#### [Given problem]
Rewrite the records from their beginning through the line that contains "(1221, 357)", substituting "occurrence" for every "instance" and keeping everything else unchanged. Leave the pictures out.

#### [Available records]
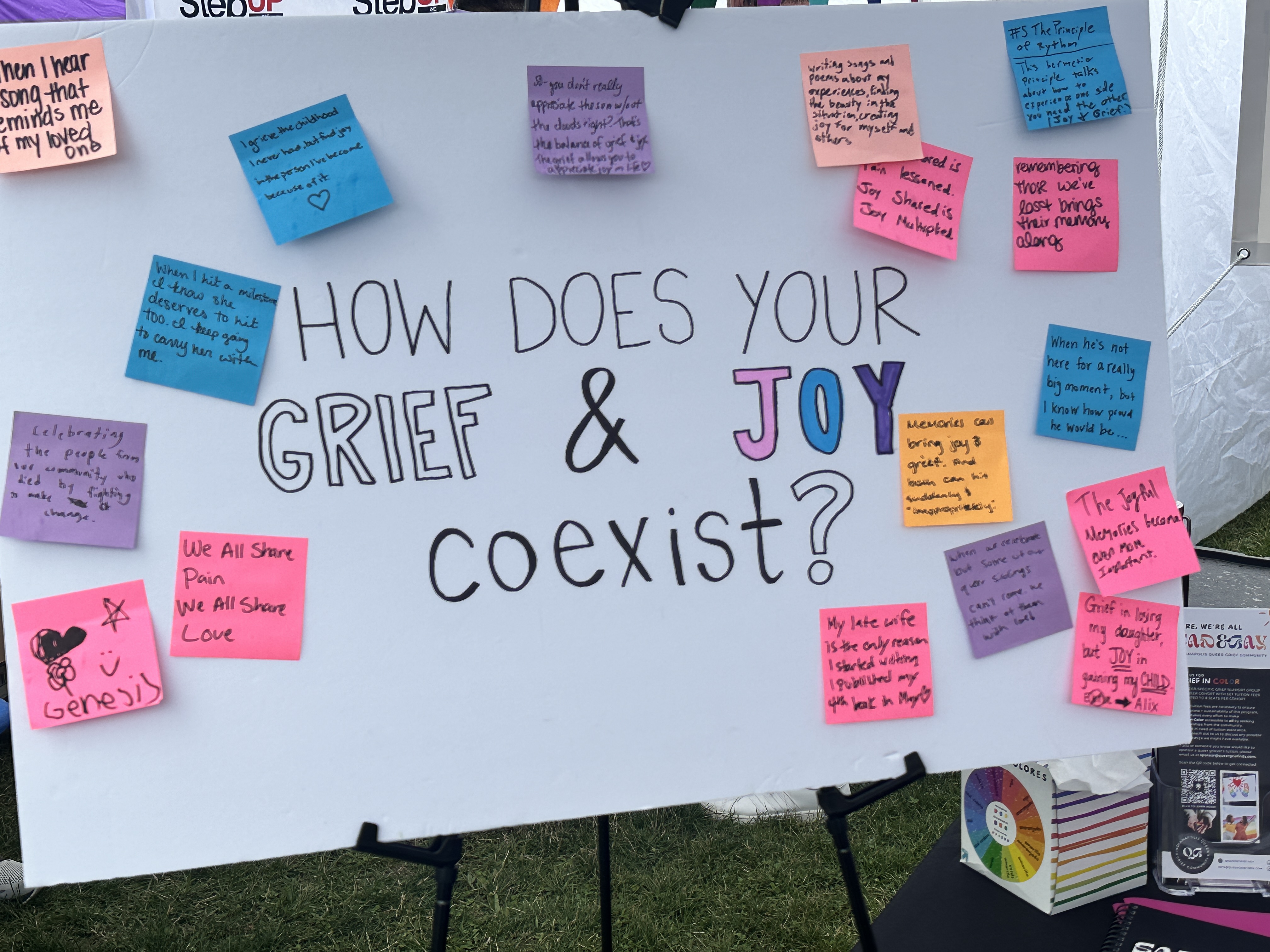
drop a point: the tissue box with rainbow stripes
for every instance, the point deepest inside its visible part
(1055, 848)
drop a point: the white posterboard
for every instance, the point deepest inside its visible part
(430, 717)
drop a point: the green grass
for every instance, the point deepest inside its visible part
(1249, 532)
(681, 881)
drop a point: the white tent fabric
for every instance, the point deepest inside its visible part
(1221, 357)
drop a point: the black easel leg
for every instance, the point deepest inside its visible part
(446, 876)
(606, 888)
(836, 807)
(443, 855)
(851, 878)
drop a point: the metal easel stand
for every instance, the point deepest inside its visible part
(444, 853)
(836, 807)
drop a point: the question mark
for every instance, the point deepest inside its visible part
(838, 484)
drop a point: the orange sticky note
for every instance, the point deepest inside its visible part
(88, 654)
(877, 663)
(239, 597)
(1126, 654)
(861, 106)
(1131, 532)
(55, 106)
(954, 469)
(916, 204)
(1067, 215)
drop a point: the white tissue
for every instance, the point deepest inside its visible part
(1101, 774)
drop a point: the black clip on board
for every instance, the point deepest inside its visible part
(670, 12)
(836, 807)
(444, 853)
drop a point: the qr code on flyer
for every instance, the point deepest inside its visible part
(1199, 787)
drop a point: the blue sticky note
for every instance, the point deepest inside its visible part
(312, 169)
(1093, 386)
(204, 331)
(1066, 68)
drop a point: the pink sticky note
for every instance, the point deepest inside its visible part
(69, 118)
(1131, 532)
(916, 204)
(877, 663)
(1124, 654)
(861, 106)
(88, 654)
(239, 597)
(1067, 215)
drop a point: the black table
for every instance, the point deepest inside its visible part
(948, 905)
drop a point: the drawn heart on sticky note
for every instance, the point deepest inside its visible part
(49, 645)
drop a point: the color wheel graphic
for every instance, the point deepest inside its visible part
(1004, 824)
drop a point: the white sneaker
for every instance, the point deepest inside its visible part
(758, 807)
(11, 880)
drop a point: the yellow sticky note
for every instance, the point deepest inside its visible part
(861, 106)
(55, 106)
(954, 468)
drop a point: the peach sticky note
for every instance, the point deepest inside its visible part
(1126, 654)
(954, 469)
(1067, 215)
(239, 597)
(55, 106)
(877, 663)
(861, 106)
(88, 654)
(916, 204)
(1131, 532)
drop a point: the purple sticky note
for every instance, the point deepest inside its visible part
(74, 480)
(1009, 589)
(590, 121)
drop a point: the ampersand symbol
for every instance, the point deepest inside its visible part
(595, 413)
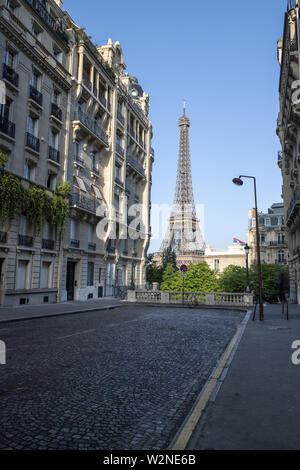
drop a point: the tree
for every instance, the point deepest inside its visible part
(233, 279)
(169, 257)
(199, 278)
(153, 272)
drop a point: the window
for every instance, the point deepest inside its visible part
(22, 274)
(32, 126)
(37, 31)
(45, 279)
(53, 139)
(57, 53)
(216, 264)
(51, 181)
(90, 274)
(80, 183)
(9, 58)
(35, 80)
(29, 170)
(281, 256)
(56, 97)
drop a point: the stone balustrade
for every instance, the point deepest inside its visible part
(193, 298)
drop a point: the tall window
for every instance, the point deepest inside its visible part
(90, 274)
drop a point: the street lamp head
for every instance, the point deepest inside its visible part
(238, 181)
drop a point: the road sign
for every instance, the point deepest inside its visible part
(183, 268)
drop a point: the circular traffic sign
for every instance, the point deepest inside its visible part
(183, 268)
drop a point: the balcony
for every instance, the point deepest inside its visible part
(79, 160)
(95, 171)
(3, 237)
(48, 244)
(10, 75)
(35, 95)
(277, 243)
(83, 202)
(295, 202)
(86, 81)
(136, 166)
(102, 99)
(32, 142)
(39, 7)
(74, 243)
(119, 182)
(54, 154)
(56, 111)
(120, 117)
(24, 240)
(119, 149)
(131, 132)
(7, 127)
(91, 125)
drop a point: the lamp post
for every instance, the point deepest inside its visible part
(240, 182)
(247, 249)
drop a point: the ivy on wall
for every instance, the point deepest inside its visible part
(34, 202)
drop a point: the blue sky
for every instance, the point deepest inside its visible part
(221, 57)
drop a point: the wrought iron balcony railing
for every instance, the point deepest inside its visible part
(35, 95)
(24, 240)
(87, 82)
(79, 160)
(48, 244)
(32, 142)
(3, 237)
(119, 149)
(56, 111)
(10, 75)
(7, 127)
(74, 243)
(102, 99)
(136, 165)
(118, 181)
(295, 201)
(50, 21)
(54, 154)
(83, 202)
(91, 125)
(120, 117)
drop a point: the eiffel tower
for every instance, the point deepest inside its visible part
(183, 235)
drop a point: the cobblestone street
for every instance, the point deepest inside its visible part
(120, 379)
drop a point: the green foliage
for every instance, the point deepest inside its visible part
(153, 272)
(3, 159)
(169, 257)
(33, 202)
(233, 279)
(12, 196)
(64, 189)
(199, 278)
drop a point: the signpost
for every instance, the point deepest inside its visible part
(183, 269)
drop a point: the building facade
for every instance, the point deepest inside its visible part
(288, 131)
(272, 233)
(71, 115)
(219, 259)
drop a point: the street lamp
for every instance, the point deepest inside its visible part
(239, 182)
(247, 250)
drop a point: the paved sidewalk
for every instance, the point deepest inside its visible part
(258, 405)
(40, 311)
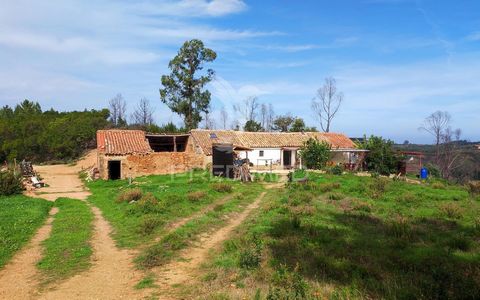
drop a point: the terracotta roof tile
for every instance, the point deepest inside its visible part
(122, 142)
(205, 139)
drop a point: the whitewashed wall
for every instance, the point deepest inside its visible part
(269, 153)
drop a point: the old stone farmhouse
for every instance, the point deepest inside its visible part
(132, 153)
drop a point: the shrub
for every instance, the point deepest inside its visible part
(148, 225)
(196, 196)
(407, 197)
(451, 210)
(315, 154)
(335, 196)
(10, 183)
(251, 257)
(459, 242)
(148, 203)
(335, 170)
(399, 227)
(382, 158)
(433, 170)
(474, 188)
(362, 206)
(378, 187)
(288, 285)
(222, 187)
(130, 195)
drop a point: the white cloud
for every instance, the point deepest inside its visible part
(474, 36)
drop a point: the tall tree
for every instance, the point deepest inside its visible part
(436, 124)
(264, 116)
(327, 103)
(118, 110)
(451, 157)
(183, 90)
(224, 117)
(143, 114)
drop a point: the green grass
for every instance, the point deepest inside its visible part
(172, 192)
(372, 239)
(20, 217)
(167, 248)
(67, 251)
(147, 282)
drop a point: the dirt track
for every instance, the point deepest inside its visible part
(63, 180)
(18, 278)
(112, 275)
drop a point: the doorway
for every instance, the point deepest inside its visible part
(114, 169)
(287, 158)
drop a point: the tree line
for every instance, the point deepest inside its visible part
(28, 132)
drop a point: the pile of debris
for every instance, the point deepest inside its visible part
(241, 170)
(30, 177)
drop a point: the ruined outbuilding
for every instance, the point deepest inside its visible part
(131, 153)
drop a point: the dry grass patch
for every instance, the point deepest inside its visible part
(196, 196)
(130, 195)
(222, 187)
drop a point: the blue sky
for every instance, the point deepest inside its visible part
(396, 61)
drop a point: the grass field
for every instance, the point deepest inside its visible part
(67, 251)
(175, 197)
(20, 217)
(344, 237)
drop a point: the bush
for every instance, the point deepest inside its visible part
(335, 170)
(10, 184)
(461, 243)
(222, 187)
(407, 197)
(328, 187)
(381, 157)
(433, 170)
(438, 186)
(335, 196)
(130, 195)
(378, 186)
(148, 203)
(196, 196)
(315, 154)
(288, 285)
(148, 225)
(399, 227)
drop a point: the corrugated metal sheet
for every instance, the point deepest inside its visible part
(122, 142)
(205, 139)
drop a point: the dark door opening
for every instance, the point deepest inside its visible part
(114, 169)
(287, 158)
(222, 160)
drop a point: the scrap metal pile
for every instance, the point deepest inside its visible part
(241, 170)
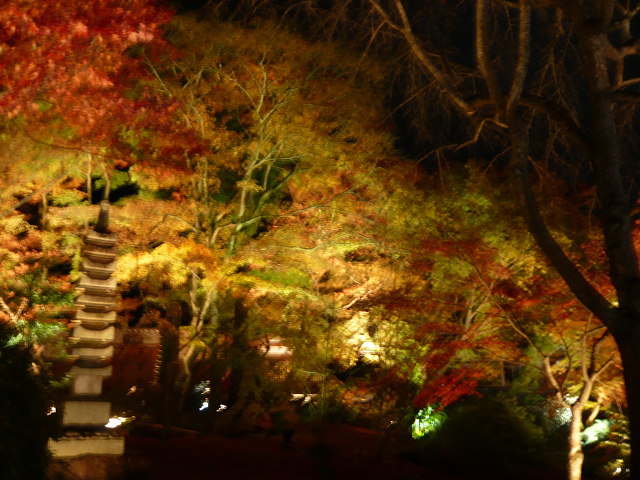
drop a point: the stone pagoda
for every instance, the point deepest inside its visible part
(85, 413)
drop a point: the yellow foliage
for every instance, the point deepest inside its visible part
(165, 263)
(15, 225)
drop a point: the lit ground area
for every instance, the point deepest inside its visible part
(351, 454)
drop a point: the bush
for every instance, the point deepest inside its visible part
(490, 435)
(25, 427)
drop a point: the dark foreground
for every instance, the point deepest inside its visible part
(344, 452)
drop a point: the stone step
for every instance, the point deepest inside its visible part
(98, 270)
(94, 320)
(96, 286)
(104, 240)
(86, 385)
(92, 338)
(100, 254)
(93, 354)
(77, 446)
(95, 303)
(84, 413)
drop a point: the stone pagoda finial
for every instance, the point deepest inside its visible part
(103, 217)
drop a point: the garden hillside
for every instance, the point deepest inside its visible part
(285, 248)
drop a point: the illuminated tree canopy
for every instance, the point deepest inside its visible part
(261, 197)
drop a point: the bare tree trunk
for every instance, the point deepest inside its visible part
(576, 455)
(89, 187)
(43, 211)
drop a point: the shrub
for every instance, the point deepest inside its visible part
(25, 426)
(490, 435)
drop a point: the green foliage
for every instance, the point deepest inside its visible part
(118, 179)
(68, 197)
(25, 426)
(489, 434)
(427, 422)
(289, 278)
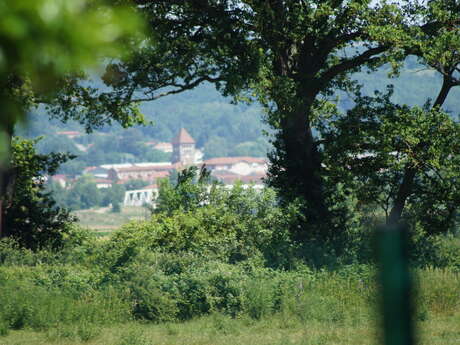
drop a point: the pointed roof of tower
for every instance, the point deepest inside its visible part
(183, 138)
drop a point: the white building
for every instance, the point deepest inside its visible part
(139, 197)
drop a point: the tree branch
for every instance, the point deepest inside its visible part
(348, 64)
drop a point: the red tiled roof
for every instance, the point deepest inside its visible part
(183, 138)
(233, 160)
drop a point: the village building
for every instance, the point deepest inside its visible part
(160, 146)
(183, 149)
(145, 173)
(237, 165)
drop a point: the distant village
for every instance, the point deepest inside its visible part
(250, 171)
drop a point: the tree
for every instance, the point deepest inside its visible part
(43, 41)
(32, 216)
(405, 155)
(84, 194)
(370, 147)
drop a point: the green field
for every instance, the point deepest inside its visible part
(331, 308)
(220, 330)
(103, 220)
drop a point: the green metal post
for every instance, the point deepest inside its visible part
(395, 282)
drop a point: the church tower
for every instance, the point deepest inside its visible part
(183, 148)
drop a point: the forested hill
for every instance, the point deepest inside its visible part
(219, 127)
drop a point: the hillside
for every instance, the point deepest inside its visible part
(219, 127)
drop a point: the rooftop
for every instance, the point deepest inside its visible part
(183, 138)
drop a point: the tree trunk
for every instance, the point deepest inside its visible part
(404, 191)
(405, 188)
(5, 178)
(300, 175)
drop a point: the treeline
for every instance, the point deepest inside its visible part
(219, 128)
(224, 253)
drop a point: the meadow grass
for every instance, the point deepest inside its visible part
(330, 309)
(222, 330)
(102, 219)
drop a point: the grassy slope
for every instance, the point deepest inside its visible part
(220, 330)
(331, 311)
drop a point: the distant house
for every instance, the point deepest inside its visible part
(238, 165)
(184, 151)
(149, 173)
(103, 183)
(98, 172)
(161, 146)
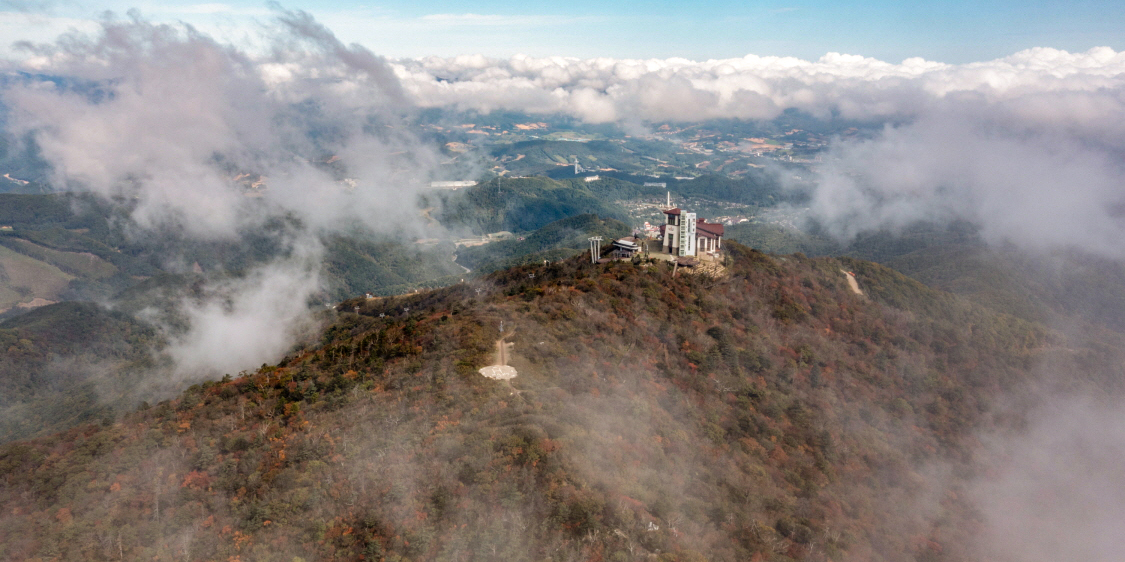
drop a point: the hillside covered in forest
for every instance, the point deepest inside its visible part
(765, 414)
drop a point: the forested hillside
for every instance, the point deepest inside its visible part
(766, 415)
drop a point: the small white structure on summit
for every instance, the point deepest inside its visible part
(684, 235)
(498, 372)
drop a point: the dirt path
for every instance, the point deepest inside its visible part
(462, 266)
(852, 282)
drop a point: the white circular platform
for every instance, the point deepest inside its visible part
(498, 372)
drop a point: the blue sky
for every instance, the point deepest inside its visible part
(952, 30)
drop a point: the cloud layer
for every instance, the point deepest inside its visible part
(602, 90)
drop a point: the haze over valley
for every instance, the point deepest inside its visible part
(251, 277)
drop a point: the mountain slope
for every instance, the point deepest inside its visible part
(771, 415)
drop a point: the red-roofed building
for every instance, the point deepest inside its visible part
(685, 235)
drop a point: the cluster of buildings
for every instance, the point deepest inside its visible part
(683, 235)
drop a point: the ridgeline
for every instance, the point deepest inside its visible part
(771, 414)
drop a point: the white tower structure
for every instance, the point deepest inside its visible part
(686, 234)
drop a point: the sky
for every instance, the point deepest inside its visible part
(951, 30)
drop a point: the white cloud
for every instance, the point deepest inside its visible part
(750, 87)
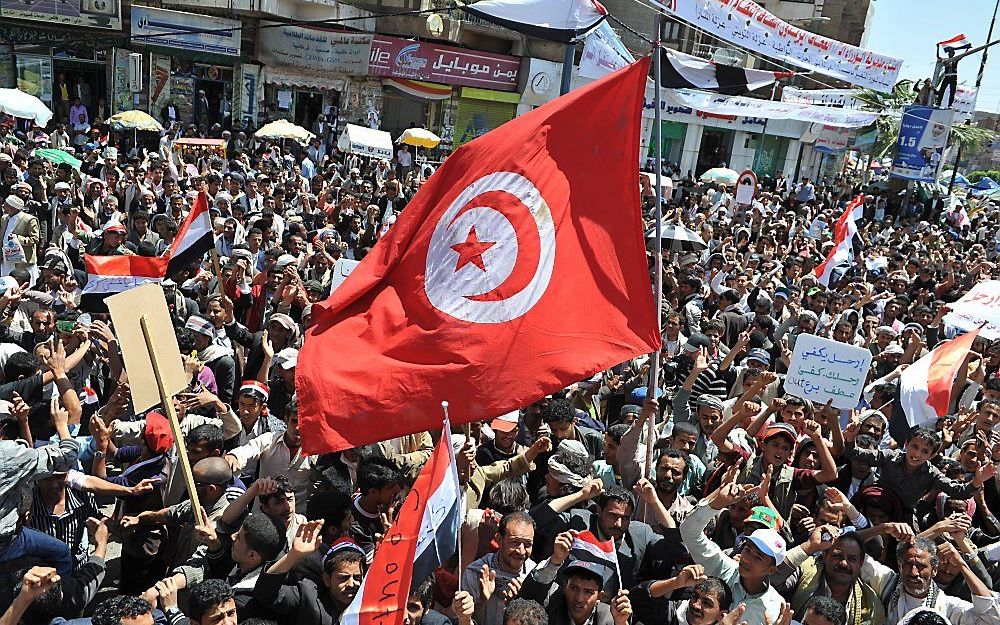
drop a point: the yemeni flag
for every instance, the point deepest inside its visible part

#### [The result]
drop a point: the tissue box with rainbow stripes
for every occurrence, the point deepest inside its visible part
(1055, 848)
drop a point: the white posterboard
for every occurrence, the point deepest inside its visible part
(430, 717)
drop a point: the green grass
for every occurrence, the point deepest inside its visible part
(1249, 532)
(681, 881)
drop a point: the white tent fabric
for every occurrence, the point deepest inside its visible part
(1221, 357)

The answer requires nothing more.